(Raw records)
::::

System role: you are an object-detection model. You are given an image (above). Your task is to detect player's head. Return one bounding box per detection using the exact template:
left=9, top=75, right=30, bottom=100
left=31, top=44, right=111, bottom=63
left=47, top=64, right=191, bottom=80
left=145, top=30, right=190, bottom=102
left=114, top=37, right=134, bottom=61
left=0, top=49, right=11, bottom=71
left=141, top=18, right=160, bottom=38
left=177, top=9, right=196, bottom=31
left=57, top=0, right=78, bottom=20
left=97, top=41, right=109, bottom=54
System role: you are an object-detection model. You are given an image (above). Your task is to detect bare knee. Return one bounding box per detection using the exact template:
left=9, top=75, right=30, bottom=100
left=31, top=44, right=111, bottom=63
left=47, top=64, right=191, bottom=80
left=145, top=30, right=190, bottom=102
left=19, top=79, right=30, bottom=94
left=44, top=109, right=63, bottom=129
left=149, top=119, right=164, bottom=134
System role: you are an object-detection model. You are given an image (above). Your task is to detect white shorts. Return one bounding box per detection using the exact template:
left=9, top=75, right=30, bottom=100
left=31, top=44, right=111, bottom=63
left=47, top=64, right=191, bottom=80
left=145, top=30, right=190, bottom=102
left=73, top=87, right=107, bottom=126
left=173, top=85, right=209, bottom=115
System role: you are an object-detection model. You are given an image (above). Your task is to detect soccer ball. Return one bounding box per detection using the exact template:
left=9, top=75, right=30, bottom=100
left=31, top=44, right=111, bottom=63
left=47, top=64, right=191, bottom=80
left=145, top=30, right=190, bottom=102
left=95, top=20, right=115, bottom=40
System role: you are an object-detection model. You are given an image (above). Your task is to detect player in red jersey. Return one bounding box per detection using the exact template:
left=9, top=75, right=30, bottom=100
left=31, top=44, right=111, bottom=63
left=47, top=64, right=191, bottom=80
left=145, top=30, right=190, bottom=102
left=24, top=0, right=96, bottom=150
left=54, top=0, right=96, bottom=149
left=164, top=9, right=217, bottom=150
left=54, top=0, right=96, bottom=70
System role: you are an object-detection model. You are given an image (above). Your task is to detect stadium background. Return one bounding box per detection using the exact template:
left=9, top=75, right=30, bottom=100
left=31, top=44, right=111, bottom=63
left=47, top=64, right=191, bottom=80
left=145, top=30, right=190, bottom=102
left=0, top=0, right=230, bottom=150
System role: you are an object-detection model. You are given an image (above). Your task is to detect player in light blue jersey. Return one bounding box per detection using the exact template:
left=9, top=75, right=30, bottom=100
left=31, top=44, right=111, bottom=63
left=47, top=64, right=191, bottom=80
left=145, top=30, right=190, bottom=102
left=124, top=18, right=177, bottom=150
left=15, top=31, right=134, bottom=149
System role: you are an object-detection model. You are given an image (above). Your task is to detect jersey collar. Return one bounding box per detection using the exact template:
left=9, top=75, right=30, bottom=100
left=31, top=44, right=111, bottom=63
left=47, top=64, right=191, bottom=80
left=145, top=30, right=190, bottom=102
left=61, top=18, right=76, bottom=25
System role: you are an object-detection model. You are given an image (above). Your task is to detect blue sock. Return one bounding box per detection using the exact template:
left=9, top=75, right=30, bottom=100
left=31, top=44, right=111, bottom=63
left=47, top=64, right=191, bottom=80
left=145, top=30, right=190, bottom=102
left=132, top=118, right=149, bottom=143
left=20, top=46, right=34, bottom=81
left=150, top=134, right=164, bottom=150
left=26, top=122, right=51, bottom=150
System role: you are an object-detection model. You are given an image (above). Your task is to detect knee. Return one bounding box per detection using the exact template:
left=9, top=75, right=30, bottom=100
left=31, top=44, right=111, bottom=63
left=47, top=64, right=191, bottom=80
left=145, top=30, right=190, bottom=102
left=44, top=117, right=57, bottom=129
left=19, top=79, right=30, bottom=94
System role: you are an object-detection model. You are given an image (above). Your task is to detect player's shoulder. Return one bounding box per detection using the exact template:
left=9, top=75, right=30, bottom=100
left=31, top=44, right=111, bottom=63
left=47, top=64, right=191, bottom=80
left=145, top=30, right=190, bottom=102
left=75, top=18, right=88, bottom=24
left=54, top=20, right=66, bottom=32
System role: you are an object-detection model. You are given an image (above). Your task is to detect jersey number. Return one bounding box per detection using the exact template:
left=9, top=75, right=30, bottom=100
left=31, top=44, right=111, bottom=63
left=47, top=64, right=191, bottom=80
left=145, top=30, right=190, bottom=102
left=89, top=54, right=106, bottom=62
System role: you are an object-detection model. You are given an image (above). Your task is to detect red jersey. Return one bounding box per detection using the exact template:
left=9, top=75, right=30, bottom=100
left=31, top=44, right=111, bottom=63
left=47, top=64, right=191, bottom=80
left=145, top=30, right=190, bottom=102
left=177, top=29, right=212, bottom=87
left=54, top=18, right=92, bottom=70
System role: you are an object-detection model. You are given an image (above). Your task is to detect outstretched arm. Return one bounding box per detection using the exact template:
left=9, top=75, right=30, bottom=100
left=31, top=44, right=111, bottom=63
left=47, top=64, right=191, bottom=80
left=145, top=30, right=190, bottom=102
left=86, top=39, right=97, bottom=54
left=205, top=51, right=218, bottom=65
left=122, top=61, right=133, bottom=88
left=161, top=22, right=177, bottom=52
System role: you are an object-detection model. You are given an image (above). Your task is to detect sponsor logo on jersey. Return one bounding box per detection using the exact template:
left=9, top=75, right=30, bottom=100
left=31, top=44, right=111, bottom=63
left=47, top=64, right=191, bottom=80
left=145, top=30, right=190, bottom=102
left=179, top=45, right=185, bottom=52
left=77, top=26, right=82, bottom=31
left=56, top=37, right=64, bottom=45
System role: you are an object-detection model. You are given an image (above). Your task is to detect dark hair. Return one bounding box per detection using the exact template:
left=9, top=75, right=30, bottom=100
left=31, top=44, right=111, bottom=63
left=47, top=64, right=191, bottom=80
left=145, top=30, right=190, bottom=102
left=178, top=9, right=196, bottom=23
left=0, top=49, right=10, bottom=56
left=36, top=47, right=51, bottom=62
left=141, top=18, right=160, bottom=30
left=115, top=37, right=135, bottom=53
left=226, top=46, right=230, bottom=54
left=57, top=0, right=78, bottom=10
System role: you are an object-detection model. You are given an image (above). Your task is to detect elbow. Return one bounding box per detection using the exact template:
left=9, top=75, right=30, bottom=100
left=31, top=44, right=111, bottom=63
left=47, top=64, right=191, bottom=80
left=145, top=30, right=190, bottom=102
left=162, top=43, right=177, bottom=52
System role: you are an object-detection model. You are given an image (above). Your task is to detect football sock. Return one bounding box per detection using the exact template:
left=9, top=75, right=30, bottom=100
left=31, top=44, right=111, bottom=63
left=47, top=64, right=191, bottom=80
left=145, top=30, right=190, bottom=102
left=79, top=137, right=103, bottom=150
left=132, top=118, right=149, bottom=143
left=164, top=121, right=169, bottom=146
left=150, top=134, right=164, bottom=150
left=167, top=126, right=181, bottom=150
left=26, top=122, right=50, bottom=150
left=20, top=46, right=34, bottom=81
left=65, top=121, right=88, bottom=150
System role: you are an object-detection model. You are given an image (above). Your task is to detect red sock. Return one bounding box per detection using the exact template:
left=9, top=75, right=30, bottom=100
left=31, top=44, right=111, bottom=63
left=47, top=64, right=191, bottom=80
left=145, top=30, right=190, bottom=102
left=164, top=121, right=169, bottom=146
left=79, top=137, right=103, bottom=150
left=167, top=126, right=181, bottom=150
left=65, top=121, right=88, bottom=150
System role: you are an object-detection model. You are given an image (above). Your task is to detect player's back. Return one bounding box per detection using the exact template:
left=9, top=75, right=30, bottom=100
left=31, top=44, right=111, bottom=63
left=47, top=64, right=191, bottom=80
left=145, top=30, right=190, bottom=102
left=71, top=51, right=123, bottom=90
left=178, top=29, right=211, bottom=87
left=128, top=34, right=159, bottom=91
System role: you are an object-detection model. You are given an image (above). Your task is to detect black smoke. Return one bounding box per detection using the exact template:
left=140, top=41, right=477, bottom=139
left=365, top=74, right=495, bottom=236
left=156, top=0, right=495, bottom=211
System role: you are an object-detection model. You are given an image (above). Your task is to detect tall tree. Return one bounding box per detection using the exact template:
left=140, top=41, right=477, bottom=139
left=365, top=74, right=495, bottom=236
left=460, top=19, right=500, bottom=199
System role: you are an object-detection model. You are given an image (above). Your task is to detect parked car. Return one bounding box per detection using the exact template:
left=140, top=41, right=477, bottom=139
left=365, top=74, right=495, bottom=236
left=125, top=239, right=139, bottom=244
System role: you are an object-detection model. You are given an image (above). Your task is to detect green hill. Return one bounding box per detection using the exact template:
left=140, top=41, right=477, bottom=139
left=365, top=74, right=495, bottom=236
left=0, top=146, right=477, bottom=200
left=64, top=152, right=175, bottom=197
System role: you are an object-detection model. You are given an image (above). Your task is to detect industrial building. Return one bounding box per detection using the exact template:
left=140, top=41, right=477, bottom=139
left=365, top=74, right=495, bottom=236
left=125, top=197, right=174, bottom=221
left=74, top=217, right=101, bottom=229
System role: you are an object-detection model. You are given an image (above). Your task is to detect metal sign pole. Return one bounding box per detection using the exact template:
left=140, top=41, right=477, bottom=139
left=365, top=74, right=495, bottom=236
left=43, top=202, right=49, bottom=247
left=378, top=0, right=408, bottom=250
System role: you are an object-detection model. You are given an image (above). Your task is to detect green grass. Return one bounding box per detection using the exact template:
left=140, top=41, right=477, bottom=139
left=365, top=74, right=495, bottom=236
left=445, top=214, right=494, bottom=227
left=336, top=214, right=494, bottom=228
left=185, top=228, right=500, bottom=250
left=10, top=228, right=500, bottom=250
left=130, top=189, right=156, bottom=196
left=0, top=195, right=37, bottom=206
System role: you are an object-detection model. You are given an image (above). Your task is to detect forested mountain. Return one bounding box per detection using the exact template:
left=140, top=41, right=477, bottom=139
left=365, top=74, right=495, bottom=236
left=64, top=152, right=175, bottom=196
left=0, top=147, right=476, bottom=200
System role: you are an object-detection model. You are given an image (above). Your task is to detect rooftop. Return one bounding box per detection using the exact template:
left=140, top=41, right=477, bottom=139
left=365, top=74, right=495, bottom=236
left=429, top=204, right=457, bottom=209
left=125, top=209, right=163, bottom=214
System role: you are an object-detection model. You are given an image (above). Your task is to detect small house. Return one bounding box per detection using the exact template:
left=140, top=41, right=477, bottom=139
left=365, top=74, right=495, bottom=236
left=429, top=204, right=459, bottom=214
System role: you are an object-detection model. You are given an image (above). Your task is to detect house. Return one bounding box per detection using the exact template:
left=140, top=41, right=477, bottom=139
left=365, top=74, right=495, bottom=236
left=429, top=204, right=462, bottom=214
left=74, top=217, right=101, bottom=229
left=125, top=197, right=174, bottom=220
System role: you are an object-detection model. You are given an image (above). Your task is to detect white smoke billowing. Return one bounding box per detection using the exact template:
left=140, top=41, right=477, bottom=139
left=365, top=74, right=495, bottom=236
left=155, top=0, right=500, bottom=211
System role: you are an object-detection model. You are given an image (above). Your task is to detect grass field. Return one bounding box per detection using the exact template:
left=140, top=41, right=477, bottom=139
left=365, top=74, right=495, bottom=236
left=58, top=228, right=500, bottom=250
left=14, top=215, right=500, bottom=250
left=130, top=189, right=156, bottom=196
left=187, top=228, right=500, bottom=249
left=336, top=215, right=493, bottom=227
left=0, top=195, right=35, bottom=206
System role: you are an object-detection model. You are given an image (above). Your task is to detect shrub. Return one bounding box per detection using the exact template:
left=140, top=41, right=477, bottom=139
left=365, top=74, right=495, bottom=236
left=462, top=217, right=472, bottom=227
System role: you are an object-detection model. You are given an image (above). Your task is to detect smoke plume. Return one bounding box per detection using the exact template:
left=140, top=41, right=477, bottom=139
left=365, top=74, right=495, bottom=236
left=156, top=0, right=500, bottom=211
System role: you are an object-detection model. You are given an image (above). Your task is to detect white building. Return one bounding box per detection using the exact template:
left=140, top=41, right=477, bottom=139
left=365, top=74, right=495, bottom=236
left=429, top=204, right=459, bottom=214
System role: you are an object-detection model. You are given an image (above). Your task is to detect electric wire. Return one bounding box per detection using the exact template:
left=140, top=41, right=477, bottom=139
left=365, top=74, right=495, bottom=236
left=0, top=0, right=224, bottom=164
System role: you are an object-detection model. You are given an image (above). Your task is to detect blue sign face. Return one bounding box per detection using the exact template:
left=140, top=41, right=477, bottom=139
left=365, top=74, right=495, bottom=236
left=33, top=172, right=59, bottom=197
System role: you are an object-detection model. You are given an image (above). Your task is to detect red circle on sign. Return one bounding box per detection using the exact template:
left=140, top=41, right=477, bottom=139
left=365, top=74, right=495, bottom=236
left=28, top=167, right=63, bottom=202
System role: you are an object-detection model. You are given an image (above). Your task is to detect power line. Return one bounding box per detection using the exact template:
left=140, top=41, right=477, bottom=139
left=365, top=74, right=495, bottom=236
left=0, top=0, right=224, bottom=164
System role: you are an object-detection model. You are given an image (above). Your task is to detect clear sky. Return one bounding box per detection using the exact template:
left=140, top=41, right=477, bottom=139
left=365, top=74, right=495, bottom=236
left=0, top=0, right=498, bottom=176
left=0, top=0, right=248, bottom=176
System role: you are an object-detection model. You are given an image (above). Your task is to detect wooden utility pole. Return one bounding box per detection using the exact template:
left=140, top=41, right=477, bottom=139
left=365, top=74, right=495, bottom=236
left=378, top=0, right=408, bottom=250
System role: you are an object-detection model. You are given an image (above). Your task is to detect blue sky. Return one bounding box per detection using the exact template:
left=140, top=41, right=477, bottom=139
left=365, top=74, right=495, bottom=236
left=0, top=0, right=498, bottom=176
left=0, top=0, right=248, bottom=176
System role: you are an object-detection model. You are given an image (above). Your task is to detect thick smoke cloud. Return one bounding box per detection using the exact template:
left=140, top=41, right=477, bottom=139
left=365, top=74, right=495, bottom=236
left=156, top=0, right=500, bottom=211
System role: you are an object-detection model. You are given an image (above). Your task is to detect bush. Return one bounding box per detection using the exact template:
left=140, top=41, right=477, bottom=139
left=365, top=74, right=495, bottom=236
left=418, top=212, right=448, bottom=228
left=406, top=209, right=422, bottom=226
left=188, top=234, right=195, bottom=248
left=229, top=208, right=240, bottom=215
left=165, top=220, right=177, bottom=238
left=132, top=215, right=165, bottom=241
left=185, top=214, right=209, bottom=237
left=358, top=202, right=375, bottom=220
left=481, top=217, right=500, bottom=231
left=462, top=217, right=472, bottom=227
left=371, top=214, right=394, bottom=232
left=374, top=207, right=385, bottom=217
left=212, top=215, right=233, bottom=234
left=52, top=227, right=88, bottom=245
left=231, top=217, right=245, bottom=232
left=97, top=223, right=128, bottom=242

::::

Challenge:
Copy out the lines from the one containing "to detect tall" through the one containing "left=460, top=19, right=500, bottom=199", swapping "tall tree" for "palm tree" and keeping everything else the same.

Response:
System role: you are an object-detection model. You are given an image (above). Your task is to detect palm tree. Return one bounding box per detection using the exact template:
left=140, top=41, right=477, bottom=139
left=365, top=74, right=495, bottom=236
left=460, top=19, right=500, bottom=199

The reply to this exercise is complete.